#### [PROBLEM STATEMENT]
Rewrite the records below, replacing "innermost point" with "central point" everywhere it appears and keeping everything else the same.

#### [Position identification records]
──────────
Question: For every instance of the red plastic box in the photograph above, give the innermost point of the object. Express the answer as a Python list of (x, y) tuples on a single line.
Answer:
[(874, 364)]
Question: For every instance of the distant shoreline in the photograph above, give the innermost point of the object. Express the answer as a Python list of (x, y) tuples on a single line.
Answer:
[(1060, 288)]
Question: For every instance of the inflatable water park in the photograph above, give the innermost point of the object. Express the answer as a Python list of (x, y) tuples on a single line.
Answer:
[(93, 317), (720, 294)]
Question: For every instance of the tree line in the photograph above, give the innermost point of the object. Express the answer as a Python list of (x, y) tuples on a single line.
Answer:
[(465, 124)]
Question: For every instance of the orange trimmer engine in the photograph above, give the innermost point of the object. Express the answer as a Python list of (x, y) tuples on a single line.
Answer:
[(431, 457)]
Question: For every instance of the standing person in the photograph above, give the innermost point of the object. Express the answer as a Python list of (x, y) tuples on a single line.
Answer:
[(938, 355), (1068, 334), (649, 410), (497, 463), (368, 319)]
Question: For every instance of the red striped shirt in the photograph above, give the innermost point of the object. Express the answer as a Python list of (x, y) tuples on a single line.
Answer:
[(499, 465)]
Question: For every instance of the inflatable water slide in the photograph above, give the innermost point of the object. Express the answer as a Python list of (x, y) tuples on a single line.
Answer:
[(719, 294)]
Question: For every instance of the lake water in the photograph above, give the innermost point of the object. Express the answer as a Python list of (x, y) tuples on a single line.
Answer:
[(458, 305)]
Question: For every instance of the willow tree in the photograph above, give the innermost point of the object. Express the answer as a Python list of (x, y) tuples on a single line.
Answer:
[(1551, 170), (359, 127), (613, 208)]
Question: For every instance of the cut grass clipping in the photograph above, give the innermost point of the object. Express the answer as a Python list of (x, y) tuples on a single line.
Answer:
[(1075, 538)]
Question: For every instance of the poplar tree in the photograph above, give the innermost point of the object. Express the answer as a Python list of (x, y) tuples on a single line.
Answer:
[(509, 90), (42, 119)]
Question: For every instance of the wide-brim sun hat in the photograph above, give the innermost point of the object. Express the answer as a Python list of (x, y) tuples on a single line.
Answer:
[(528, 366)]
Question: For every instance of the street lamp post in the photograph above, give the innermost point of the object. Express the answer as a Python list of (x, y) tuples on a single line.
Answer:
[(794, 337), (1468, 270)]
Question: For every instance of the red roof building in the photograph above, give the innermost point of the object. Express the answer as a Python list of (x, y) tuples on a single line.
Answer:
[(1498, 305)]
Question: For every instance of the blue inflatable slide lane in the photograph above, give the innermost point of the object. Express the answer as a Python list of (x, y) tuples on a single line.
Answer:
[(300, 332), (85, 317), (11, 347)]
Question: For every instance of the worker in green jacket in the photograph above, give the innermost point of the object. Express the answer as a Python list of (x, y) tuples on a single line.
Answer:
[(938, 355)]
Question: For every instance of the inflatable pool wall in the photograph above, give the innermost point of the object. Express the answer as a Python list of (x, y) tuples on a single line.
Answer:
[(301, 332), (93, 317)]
──────────
#### [ANSWER TO THIS PROBLEM]
Question: For every instance of the red plastic box in the photograph above, give the central point of the object. Express the answer as a Python list of (x, y) tuples on a single line.
Answer:
[(874, 364)]
Question: For every instance of the distant shoreline in the photograph above, give the central point of the object. Express the answer as a Python list of (x, y) tuples on a single line.
Answer:
[(1060, 288)]
Question: For every instance of the inflatable water park in the photograph above, give the central point of the object. Express the answer as a Python list of (x, y) tuples on a single line.
Answer:
[(93, 317), (720, 294)]
Question: For every instance of the tree line in the photograph above, give the central point of the object. Express the answer as a Python list of (x, y) tuples on a single line.
Answer:
[(465, 124)]
Question: For every instance of the orange trimmer engine in the photograph above, give the central point of the object. Express the answer as a Python list of (x, y) tuples on a single line.
Answer:
[(431, 457)]
Question: For every instance of the standing person in the photograph above, give the central point of the object. Express the answer as a Python list of (x, y) tuples on a single line.
Answer:
[(938, 355), (1068, 334), (649, 410), (497, 463), (368, 319)]
Question: For every instance of the red striped shirt in the photograph above, give the central point of the object. Express the answer as a Python list of (x, y) tuples on a single line.
Answer:
[(499, 465)]
Question: For every instance of the inflatable water slide in the photograph above, give the central point of the object. Express the answer as a Python list of (x, y) tuples on a single line.
Answer:
[(719, 294)]
Question: For every instance of the lake water in the photograph above, give the central point of the object. Express the answer as a Python list of (x, y) tuples on a single line.
Answer:
[(458, 305)]
Question: For every instance of the willow tree in the photograph above, give the central point of the object. Express the answer as a Python list of (x, y) tuples on a single line.
Answer:
[(1551, 170), (359, 127), (613, 208)]
Question: For every instance of the cut grass clipping in the photograph above, give the central point of the object. Express the answer as a Python list of (x, y) tuples on a single line.
Answer:
[(1075, 538)]
Question: For every instance of the poplar tree in the photograph above, give the central point of the object. Express the answer as a Python list of (x, y) tuples on a single line.
Answer:
[(509, 90), (42, 119)]
Question: For every instance of the wide-brim sun hat in the photograph above, give the central point of the object. Express the answer as a Python list of (x, y) tuples on a single line.
Answer:
[(528, 366)]
Question: For every instance of the street lamp post in the photograph above, give the central point of the object. Express the answer as a Python list of (x, y) tuples on a single line.
Answer:
[(794, 337), (1468, 270)]
Question: For every instance of the red roof building in the photograph above, give the central point of the object. Express the answer as a Python list of (x, y) tuples on a single line.
Answer:
[(1498, 305)]
Question: For every instance of the blue inflatable slide lane in the photograph above, give the central point of the object. Express the answer as a Python list of (x, y) tuples on a single line.
Answer:
[(300, 332), (85, 317), (11, 347)]
Question: For every instance of the worker in green jacket in the photograph above, give the central point of the object. Express the answer as a Python list of (x, y) tuples on a single line.
Answer:
[(938, 355)]
Question: For every instance of the inflatable pool wall in the photograph above, give the central point of the object. Express the answer as a Python list of (x, y) tuples on a single line.
Answer:
[(301, 332), (93, 317)]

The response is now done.